> [Required action]:
All of the data below should be written out exactly.

BEGIN

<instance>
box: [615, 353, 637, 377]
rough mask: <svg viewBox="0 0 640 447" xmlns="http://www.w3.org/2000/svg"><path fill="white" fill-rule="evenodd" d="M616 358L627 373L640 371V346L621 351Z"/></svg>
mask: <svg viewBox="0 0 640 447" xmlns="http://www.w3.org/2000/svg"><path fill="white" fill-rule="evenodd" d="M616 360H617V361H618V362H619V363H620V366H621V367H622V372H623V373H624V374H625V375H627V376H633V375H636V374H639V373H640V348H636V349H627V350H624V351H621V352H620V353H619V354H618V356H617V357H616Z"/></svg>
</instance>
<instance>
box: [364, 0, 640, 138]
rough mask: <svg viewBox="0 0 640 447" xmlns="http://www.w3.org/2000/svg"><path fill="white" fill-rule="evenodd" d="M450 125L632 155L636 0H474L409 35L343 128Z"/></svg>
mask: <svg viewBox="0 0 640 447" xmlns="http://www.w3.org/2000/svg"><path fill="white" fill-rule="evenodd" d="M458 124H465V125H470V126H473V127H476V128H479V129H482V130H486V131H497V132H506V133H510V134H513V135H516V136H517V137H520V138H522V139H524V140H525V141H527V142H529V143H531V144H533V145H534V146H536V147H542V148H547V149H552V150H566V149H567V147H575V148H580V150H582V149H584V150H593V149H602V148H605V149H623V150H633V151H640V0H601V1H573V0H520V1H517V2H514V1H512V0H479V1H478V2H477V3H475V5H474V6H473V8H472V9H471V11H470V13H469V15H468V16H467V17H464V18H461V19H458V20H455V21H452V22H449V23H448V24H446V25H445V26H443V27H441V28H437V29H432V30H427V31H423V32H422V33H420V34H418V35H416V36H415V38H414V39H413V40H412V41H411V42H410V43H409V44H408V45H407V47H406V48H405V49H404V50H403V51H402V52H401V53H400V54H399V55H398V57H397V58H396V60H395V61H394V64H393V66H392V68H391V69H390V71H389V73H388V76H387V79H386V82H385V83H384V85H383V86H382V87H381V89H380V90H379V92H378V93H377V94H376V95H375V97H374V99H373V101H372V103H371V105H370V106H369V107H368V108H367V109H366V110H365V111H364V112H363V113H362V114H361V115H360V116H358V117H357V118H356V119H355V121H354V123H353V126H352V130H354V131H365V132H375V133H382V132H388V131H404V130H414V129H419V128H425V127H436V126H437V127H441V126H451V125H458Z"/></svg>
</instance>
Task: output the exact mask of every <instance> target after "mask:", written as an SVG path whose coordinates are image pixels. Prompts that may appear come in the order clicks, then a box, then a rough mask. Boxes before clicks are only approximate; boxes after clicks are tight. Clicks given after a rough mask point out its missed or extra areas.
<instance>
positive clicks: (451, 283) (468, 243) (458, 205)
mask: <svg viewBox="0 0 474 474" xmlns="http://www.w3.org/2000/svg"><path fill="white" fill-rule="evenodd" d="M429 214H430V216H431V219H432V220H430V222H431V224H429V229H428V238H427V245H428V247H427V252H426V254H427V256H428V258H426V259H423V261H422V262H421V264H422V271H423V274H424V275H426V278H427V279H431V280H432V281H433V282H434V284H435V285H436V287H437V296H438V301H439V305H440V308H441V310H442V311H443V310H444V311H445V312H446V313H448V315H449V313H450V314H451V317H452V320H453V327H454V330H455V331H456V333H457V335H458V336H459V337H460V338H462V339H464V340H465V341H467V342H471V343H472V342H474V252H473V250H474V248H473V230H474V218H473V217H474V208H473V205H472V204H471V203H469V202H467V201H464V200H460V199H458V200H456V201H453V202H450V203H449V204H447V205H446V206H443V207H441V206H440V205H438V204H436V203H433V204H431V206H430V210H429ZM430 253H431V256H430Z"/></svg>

END

> [Finished exercise]:
<instance>
box: [615, 353, 637, 377]
rough mask: <svg viewBox="0 0 640 447" xmlns="http://www.w3.org/2000/svg"><path fill="white" fill-rule="evenodd" d="M616 358L627 373L640 371V346L621 351Z"/></svg>
mask: <svg viewBox="0 0 640 447" xmlns="http://www.w3.org/2000/svg"><path fill="white" fill-rule="evenodd" d="M616 360H617V361H618V362H619V363H620V366H621V367H622V372H623V373H624V374H625V375H627V376H633V375H636V374H639V373H640V348H636V349H627V350H624V351H621V352H620V353H619V354H618V356H617V357H616Z"/></svg>
</instance>
<instance>
box: [364, 0, 640, 138]
rough mask: <svg viewBox="0 0 640 447" xmlns="http://www.w3.org/2000/svg"><path fill="white" fill-rule="evenodd" d="M450 125L632 155L636 0H474L409 35L343 128Z"/></svg>
mask: <svg viewBox="0 0 640 447" xmlns="http://www.w3.org/2000/svg"><path fill="white" fill-rule="evenodd" d="M458 124H465V125H470V126H473V127H476V128H479V129H482V130H486V131H497V132H506V133H510V134H513V135H516V136H517V137H520V138H522V139H524V140H525V141H527V142H529V143H531V144H533V145H534V146H536V147H542V148H547V149H552V150H566V149H567V147H575V148H580V150H582V149H584V150H593V149H602V148H605V149H623V150H633V151H640V0H601V1H573V0H520V1H517V2H514V1H512V0H479V1H478V2H477V3H475V5H474V6H473V8H472V9H471V11H470V13H469V15H468V16H467V17H464V18H461V19H458V20H455V21H452V22H449V23H448V24H446V25H445V26H443V27H441V28H437V29H432V30H427V31H423V32H422V33H420V34H418V35H416V36H415V38H414V39H413V40H412V41H411V42H410V43H409V44H408V45H407V47H406V48H405V49H404V50H403V51H402V52H401V53H400V54H399V55H398V57H397V58H396V60H395V61H394V64H393V66H392V68H391V69H390V71H389V73H388V76H387V79H386V82H385V83H384V85H383V86H382V87H381V89H380V90H379V92H378V93H377V94H376V95H375V97H374V99H373V101H372V103H371V105H370V106H369V107H368V108H367V109H366V110H365V111H364V112H363V113H362V114H361V115H360V116H358V117H357V118H356V119H355V121H354V123H353V126H352V130H354V131H365V132H375V133H382V132H388V131H404V130H414V129H419V128H425V127H436V126H437V127H441V126H451V125H458Z"/></svg>
</instance>
Task: output the exact mask of every <instance> target after "mask:", written as an SVG path whose coordinates are image pixels. Prompts that may appear come in the order clicks, then a box, then a rough mask. Boxes before clicks are only approximate; boxes after clicks are tight. Clicks given after a rough mask point out its missed or extra areas.
<instance>
positive clicks: (451, 283) (468, 243) (458, 205)
mask: <svg viewBox="0 0 474 474" xmlns="http://www.w3.org/2000/svg"><path fill="white" fill-rule="evenodd" d="M429 214H430V216H431V219H432V220H430V222H431V224H429V229H428V238H427V245H428V247H427V252H426V254H427V256H428V258H426V259H423V261H422V262H421V264H422V271H423V274H424V275H426V278H427V279H431V280H432V281H433V282H434V284H435V285H436V287H437V296H438V301H439V305H440V308H441V310H442V311H443V310H444V311H445V312H446V313H448V315H449V313H450V314H451V317H452V320H453V327H454V330H455V331H456V333H457V335H458V336H459V337H460V338H462V339H464V340H465V341H467V342H471V343H472V342H474V252H473V250H474V248H473V230H474V218H473V217H474V208H473V205H472V204H471V203H469V202H467V201H464V200H460V199H458V200H456V201H453V202H450V203H449V204H447V205H446V206H443V207H441V206H440V205H438V204H436V203H433V204H431V206H430V210H429ZM430 253H431V256H430Z"/></svg>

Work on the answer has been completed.